SUPPLIED DATA:
● ● ●

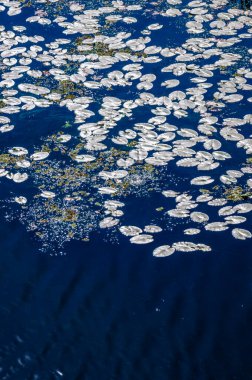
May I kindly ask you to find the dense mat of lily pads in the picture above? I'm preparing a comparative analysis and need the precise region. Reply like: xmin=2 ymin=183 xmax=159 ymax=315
xmin=0 ymin=0 xmax=252 ymax=257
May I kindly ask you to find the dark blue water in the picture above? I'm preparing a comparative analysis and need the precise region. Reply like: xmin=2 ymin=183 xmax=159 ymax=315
xmin=0 ymin=1 xmax=252 ymax=380
xmin=0 ymin=209 xmax=252 ymax=380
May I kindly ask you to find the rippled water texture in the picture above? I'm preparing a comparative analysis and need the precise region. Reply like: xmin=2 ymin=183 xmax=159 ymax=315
xmin=0 ymin=0 xmax=252 ymax=380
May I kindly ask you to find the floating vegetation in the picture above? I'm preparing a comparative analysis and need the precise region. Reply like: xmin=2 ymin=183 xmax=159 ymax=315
xmin=0 ymin=0 xmax=252 ymax=257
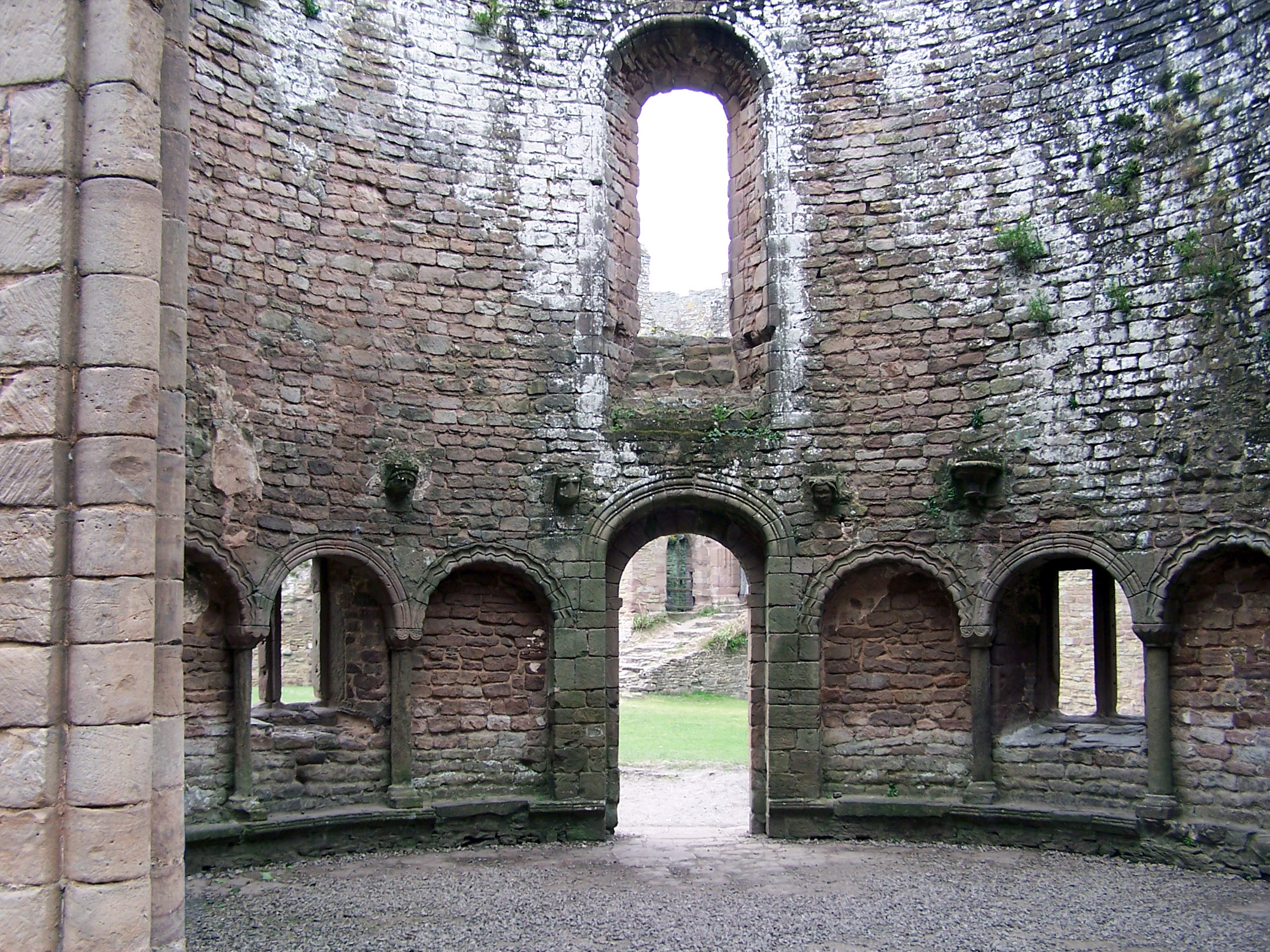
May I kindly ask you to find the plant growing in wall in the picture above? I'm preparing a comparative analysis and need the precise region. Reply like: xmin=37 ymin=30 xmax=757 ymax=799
xmin=472 ymin=0 xmax=503 ymax=37
xmin=997 ymin=214 xmax=1049 ymax=271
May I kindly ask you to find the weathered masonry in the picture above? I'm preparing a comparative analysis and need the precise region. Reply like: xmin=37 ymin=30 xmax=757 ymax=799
xmin=0 ymin=0 xmax=1270 ymax=952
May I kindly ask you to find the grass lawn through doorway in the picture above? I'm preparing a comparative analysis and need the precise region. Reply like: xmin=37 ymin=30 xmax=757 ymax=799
xmin=618 ymin=694 xmax=749 ymax=765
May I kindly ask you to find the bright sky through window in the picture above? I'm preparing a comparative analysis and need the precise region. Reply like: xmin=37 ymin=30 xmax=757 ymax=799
xmin=639 ymin=89 xmax=728 ymax=295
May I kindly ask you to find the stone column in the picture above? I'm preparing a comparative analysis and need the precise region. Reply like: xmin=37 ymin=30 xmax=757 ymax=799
xmin=389 ymin=637 xmax=423 ymax=809
xmin=150 ymin=0 xmax=187 ymax=952
xmin=1133 ymin=623 xmax=1177 ymax=820
xmin=756 ymin=566 xmax=820 ymax=812
xmin=0 ymin=0 xmax=80 ymax=952
xmin=961 ymin=625 xmax=997 ymax=803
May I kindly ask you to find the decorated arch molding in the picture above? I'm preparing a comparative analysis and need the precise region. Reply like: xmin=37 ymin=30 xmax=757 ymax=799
xmin=1147 ymin=526 xmax=1270 ymax=623
xmin=251 ymin=537 xmax=419 ymax=640
xmin=970 ymin=532 xmax=1149 ymax=634
xmin=414 ymin=543 xmax=577 ymax=635
xmin=799 ymin=543 xmax=973 ymax=635
xmin=582 ymin=476 xmax=794 ymax=562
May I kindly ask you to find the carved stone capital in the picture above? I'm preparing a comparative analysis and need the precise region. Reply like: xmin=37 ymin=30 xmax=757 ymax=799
xmin=1133 ymin=622 xmax=1177 ymax=647
xmin=389 ymin=628 xmax=423 ymax=651
xmin=960 ymin=625 xmax=992 ymax=647
xmin=225 ymin=625 xmax=269 ymax=651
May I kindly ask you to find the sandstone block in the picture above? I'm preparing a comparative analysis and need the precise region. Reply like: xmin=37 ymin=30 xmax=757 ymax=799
xmin=71 ymin=506 xmax=155 ymax=581
xmin=0 ymin=274 xmax=66 ymax=367
xmin=158 ymin=452 xmax=185 ymax=518
xmin=79 ymin=274 xmax=159 ymax=371
xmin=150 ymin=862 xmax=185 ymax=949
xmin=84 ymin=0 xmax=164 ymax=101
xmin=0 ymin=579 xmax=57 ymax=645
xmin=0 ymin=810 xmax=57 ymax=886
xmin=63 ymin=803 xmax=150 ymax=882
xmin=9 ymin=83 xmax=79 ymax=175
xmin=150 ymin=787 xmax=185 ymax=867
xmin=62 ymin=877 xmax=150 ymax=952
xmin=151 ymin=717 xmax=185 ymax=789
xmin=0 ymin=0 xmax=79 ymax=86
xmin=159 ymin=45 xmax=189 ymax=133
xmin=0 ymin=643 xmax=62 ymax=727
xmin=160 ymin=128 xmax=189 ymax=222
xmin=66 ymin=723 xmax=151 ymax=806
xmin=0 ymin=439 xmax=66 ymax=505
xmin=83 ymin=83 xmax=162 ymax=183
xmin=75 ymin=437 xmax=158 ymax=505
xmin=0 ymin=178 xmax=68 ymax=274
xmin=68 ymin=641 xmax=154 ymax=723
xmin=67 ymin=577 xmax=153 ymax=643
xmin=0 ymin=509 xmax=57 ymax=579
xmin=159 ymin=305 xmax=185 ymax=390
xmin=159 ymin=217 xmax=189 ymax=307
xmin=0 ymin=727 xmax=61 ymax=810
xmin=79 ymin=367 xmax=159 ymax=437
xmin=79 ymin=178 xmax=163 ymax=280
xmin=0 ymin=367 xmax=57 ymax=437
xmin=0 ymin=888 xmax=61 ymax=952
xmin=154 ymin=645 xmax=185 ymax=717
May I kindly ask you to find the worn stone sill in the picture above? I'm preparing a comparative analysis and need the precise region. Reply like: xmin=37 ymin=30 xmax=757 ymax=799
xmin=767 ymin=796 xmax=1138 ymax=834
xmin=185 ymin=797 xmax=605 ymax=844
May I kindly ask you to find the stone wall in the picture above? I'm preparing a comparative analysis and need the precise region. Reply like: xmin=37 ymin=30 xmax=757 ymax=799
xmin=411 ymin=570 xmax=550 ymax=792
xmin=1172 ymin=555 xmax=1270 ymax=826
xmin=820 ymin=565 xmax=970 ymax=793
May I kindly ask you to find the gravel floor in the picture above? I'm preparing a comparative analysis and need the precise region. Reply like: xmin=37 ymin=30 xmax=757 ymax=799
xmin=187 ymin=769 xmax=1270 ymax=952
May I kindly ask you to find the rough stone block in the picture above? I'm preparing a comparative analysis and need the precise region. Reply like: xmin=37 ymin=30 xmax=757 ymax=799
xmin=0 ymin=178 xmax=68 ymax=274
xmin=79 ymin=274 xmax=159 ymax=371
xmin=78 ymin=179 xmax=163 ymax=280
xmin=83 ymin=83 xmax=162 ymax=183
xmin=63 ymin=803 xmax=150 ymax=882
xmin=154 ymin=645 xmax=184 ymax=717
xmin=159 ymin=218 xmax=189 ymax=307
xmin=0 ymin=579 xmax=58 ymax=645
xmin=66 ymin=723 xmax=151 ymax=806
xmin=84 ymin=0 xmax=164 ymax=101
xmin=67 ymin=577 xmax=154 ymax=643
xmin=68 ymin=641 xmax=154 ymax=723
xmin=79 ymin=367 xmax=159 ymax=437
xmin=0 ymin=509 xmax=57 ymax=579
xmin=71 ymin=506 xmax=155 ymax=578
xmin=75 ymin=437 xmax=158 ymax=505
xmin=0 ymin=810 xmax=57 ymax=886
xmin=62 ymin=877 xmax=150 ymax=952
xmin=0 ymin=367 xmax=57 ymax=437
xmin=151 ymin=717 xmax=185 ymax=789
xmin=0 ymin=643 xmax=62 ymax=727
xmin=0 ymin=727 xmax=61 ymax=810
xmin=0 ymin=273 xmax=66 ymax=367
xmin=0 ymin=0 xmax=79 ymax=86
xmin=0 ymin=888 xmax=61 ymax=952
xmin=0 ymin=439 xmax=66 ymax=505
xmin=158 ymin=305 xmax=185 ymax=390
xmin=9 ymin=83 xmax=79 ymax=175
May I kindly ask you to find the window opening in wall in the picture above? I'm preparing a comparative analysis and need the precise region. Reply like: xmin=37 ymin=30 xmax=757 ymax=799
xmin=252 ymin=559 xmax=322 ymax=705
xmin=636 ymin=89 xmax=731 ymax=338
xmin=617 ymin=534 xmax=749 ymax=829
xmin=1053 ymin=569 xmax=1145 ymax=717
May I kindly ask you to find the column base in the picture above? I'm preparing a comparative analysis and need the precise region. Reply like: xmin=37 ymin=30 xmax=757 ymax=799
xmin=225 ymin=793 xmax=269 ymax=820
xmin=961 ymin=781 xmax=997 ymax=806
xmin=389 ymin=783 xmax=423 ymax=810
xmin=1133 ymin=793 xmax=1177 ymax=820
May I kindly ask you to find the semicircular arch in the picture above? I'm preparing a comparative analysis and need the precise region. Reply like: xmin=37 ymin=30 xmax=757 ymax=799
xmin=799 ymin=543 xmax=973 ymax=636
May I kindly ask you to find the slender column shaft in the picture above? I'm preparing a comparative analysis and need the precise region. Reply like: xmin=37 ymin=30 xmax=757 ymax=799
xmin=970 ymin=645 xmax=992 ymax=782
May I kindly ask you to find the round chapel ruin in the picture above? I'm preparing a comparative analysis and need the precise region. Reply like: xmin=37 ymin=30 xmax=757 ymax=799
xmin=0 ymin=0 xmax=1270 ymax=952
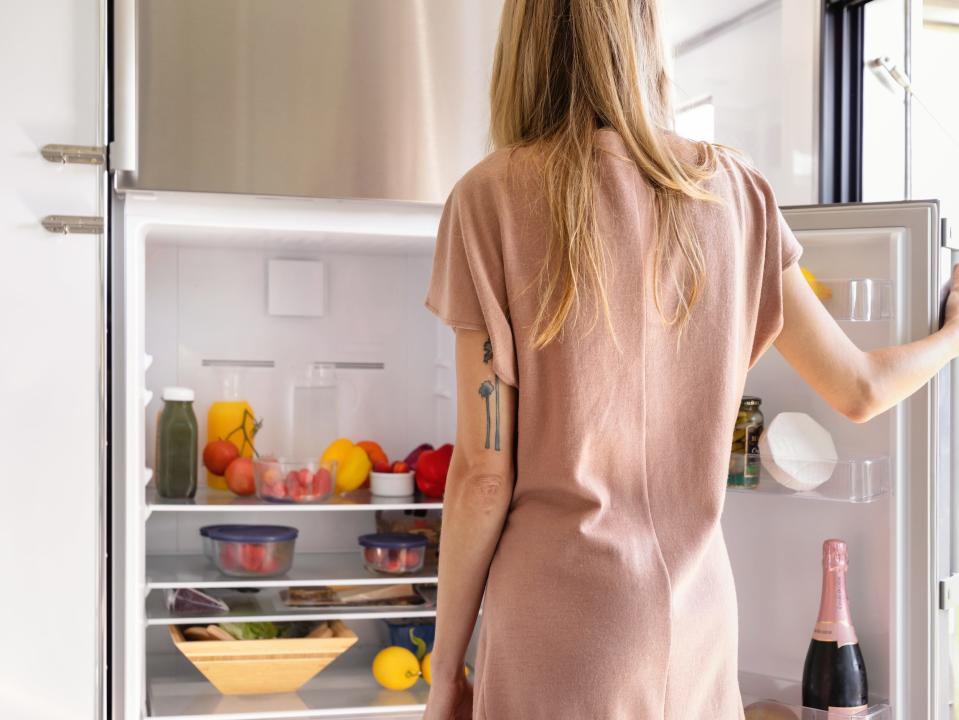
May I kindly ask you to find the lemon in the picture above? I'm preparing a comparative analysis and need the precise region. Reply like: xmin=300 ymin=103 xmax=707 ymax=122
xmin=336 ymin=445 xmax=373 ymax=492
xmin=799 ymin=267 xmax=832 ymax=300
xmin=420 ymin=653 xmax=433 ymax=685
xmin=320 ymin=438 xmax=353 ymax=465
xmin=373 ymin=645 xmax=420 ymax=690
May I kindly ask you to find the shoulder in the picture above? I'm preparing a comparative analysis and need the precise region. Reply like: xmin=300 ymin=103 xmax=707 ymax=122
xmin=712 ymin=145 xmax=773 ymax=206
xmin=450 ymin=147 xmax=538 ymax=203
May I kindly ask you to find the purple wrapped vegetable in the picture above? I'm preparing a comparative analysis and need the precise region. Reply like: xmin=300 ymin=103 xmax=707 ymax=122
xmin=403 ymin=443 xmax=433 ymax=470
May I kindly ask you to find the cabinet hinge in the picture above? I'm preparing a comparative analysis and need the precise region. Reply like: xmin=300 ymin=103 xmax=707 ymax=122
xmin=40 ymin=215 xmax=103 ymax=235
xmin=40 ymin=145 xmax=107 ymax=165
xmin=939 ymin=574 xmax=959 ymax=610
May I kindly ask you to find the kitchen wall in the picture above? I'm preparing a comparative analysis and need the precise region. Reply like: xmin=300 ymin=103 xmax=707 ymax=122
xmin=661 ymin=0 xmax=819 ymax=205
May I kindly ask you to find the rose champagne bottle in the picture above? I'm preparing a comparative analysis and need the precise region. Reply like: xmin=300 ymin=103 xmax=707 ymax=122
xmin=802 ymin=540 xmax=868 ymax=718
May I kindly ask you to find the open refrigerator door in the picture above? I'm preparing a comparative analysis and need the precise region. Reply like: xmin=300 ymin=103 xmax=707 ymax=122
xmin=723 ymin=202 xmax=952 ymax=718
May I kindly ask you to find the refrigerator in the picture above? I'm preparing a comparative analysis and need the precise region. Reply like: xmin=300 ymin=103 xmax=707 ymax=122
xmin=0 ymin=0 xmax=959 ymax=720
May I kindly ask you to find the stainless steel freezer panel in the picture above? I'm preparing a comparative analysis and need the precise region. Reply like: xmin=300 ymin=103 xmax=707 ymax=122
xmin=125 ymin=0 xmax=501 ymax=201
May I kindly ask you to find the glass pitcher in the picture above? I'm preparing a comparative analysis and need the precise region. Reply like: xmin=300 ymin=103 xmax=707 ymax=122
xmin=293 ymin=363 xmax=339 ymax=460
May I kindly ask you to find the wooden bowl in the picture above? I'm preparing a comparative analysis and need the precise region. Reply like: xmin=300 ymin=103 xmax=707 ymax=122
xmin=170 ymin=622 xmax=357 ymax=695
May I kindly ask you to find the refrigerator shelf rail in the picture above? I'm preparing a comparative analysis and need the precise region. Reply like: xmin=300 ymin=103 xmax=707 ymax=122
xmin=739 ymin=672 xmax=893 ymax=720
xmin=147 ymin=645 xmax=429 ymax=720
xmin=146 ymin=485 xmax=443 ymax=513
xmin=817 ymin=278 xmax=895 ymax=322
xmin=727 ymin=453 xmax=892 ymax=503
xmin=146 ymin=582 xmax=436 ymax=627
xmin=146 ymin=550 xmax=437 ymax=591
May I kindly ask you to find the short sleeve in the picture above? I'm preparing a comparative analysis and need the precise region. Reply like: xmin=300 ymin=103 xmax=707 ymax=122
xmin=426 ymin=180 xmax=519 ymax=387
xmin=747 ymin=171 xmax=802 ymax=367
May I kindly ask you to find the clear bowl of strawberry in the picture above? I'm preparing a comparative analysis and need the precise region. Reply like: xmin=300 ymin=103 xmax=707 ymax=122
xmin=207 ymin=525 xmax=299 ymax=577
xmin=253 ymin=457 xmax=336 ymax=503
xmin=359 ymin=533 xmax=426 ymax=575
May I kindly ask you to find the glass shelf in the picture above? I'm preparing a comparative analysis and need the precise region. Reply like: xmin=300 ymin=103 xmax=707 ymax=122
xmin=146 ymin=485 xmax=443 ymax=513
xmin=818 ymin=278 xmax=894 ymax=322
xmin=146 ymin=550 xmax=437 ymax=590
xmin=727 ymin=454 xmax=891 ymax=503
xmin=147 ymin=645 xmax=429 ymax=720
xmin=739 ymin=672 xmax=892 ymax=720
xmin=146 ymin=583 xmax=436 ymax=626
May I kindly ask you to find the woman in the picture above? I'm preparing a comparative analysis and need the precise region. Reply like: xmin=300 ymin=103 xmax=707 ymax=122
xmin=426 ymin=0 xmax=959 ymax=720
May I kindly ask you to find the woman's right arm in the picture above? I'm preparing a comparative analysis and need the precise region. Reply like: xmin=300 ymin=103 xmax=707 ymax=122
xmin=776 ymin=264 xmax=959 ymax=422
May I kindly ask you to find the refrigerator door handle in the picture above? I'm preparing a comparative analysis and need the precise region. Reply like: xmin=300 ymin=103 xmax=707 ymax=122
xmin=40 ymin=215 xmax=103 ymax=235
xmin=940 ymin=218 xmax=959 ymax=250
xmin=40 ymin=145 xmax=107 ymax=165
xmin=110 ymin=0 xmax=138 ymax=174
xmin=939 ymin=573 xmax=959 ymax=610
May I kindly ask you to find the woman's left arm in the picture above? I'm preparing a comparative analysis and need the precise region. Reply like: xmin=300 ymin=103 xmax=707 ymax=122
xmin=424 ymin=330 xmax=516 ymax=720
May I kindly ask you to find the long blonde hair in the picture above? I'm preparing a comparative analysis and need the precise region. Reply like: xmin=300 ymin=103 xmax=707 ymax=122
xmin=490 ymin=0 xmax=716 ymax=348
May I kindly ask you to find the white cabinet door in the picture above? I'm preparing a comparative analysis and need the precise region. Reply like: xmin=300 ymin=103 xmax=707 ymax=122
xmin=0 ymin=0 xmax=105 ymax=720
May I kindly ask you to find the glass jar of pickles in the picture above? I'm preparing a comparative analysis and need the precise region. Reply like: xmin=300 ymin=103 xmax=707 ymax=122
xmin=727 ymin=395 xmax=764 ymax=488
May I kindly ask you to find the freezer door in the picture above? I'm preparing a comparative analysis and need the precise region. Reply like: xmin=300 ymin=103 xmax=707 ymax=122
xmin=0 ymin=0 xmax=106 ymax=720
xmin=784 ymin=201 xmax=952 ymax=720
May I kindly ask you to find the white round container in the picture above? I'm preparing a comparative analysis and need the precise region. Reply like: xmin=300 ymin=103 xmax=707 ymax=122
xmin=370 ymin=471 xmax=416 ymax=497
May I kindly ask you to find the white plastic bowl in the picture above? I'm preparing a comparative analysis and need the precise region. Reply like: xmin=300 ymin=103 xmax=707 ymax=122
xmin=370 ymin=471 xmax=416 ymax=497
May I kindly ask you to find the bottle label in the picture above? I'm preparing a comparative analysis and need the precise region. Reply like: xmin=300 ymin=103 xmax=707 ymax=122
xmin=828 ymin=705 xmax=869 ymax=718
xmin=812 ymin=620 xmax=859 ymax=647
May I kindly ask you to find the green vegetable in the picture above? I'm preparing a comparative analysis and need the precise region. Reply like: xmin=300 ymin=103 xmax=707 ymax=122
xmin=220 ymin=622 xmax=278 ymax=640
xmin=278 ymin=620 xmax=318 ymax=638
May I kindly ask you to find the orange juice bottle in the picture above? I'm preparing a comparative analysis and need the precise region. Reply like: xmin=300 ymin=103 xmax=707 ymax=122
xmin=206 ymin=370 xmax=254 ymax=490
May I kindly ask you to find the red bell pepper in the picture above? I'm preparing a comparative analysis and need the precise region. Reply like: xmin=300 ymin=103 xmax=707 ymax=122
xmin=416 ymin=445 xmax=453 ymax=498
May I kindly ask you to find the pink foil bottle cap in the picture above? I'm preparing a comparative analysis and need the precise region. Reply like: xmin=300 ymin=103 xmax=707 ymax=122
xmin=822 ymin=539 xmax=849 ymax=570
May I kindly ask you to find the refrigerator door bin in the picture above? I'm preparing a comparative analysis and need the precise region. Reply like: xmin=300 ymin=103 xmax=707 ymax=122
xmin=817 ymin=278 xmax=895 ymax=322
xmin=739 ymin=672 xmax=893 ymax=720
xmin=727 ymin=453 xmax=891 ymax=503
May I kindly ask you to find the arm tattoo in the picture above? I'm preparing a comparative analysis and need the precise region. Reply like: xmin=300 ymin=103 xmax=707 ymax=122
xmin=479 ymin=338 xmax=500 ymax=451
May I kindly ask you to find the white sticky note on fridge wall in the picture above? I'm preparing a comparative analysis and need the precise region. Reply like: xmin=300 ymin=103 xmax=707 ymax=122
xmin=266 ymin=260 xmax=326 ymax=317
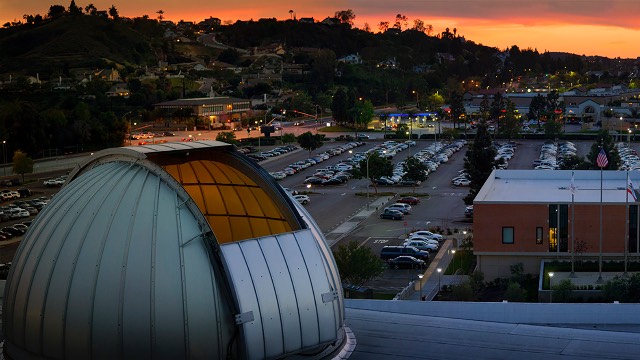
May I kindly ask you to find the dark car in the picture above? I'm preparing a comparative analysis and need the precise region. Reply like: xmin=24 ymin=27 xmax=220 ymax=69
xmin=380 ymin=245 xmax=429 ymax=261
xmin=388 ymin=256 xmax=427 ymax=269
xmin=380 ymin=209 xmax=404 ymax=220
xmin=396 ymin=196 xmax=420 ymax=205
xmin=322 ymin=177 xmax=344 ymax=185
xmin=1 ymin=226 xmax=26 ymax=236
xmin=304 ymin=176 xmax=324 ymax=185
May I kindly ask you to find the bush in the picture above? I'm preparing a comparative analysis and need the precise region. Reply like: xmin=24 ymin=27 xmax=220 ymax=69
xmin=504 ymin=281 xmax=527 ymax=302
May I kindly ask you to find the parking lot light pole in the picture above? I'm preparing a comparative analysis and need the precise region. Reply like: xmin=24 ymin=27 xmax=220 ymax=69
xmin=2 ymin=140 xmax=7 ymax=176
xmin=450 ymin=249 xmax=458 ymax=275
xmin=549 ymin=272 xmax=553 ymax=302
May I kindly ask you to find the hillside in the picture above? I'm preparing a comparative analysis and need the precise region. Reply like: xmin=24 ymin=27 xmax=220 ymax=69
xmin=0 ymin=16 xmax=161 ymax=75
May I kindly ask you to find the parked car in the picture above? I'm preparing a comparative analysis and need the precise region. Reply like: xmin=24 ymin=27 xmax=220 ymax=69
xmin=388 ymin=256 xmax=427 ymax=269
xmin=409 ymin=230 xmax=444 ymax=241
xmin=385 ymin=203 xmax=411 ymax=215
xmin=293 ymin=195 xmax=311 ymax=205
xmin=464 ymin=205 xmax=473 ymax=217
xmin=396 ymin=196 xmax=420 ymax=205
xmin=380 ymin=246 xmax=429 ymax=261
xmin=380 ymin=209 xmax=404 ymax=220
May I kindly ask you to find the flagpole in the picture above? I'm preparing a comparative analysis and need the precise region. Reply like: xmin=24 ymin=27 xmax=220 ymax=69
xmin=596 ymin=147 xmax=603 ymax=284
xmin=624 ymin=170 xmax=631 ymax=275
xmin=569 ymin=171 xmax=576 ymax=278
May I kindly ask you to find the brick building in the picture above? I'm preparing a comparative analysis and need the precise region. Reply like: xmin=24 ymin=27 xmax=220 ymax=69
xmin=473 ymin=170 xmax=640 ymax=280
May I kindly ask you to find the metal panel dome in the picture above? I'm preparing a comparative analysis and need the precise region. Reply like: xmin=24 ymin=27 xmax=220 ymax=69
xmin=3 ymin=141 xmax=344 ymax=359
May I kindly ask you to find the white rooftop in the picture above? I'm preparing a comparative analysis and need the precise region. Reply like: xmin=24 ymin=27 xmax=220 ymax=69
xmin=474 ymin=170 xmax=640 ymax=204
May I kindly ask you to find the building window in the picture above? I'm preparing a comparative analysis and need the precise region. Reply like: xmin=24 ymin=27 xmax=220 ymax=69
xmin=536 ymin=226 xmax=542 ymax=244
xmin=549 ymin=204 xmax=569 ymax=252
xmin=502 ymin=227 xmax=513 ymax=244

● ● ●

AIM OF THE EXERCISE:
Beginning at the line that contains "May I kindly ask you to find the metal", retype each line of the listing up to and including the last one, exactly as it stands, and nothing else.

REPLY TO THE TASK:
May I kindly ask you to find the metal panel dome in the picture above? I'm preparing a comparative analysis and need the precise region. Reply like: xmin=24 ymin=27 xmax=220 ymax=69
xmin=3 ymin=141 xmax=344 ymax=359
May I kindly ask you to find the white rooftop in the picture above? I'm preparing a comparative analysis and need the precise region. Reply like: xmin=24 ymin=27 xmax=220 ymax=69
xmin=474 ymin=170 xmax=640 ymax=204
May I kindly ask you to find the building window in the picture above? I'm preparing a comparative analysis and need the precise region. Reply like: xmin=24 ymin=27 xmax=220 ymax=69
xmin=536 ymin=226 xmax=542 ymax=244
xmin=549 ymin=204 xmax=569 ymax=252
xmin=502 ymin=227 xmax=513 ymax=244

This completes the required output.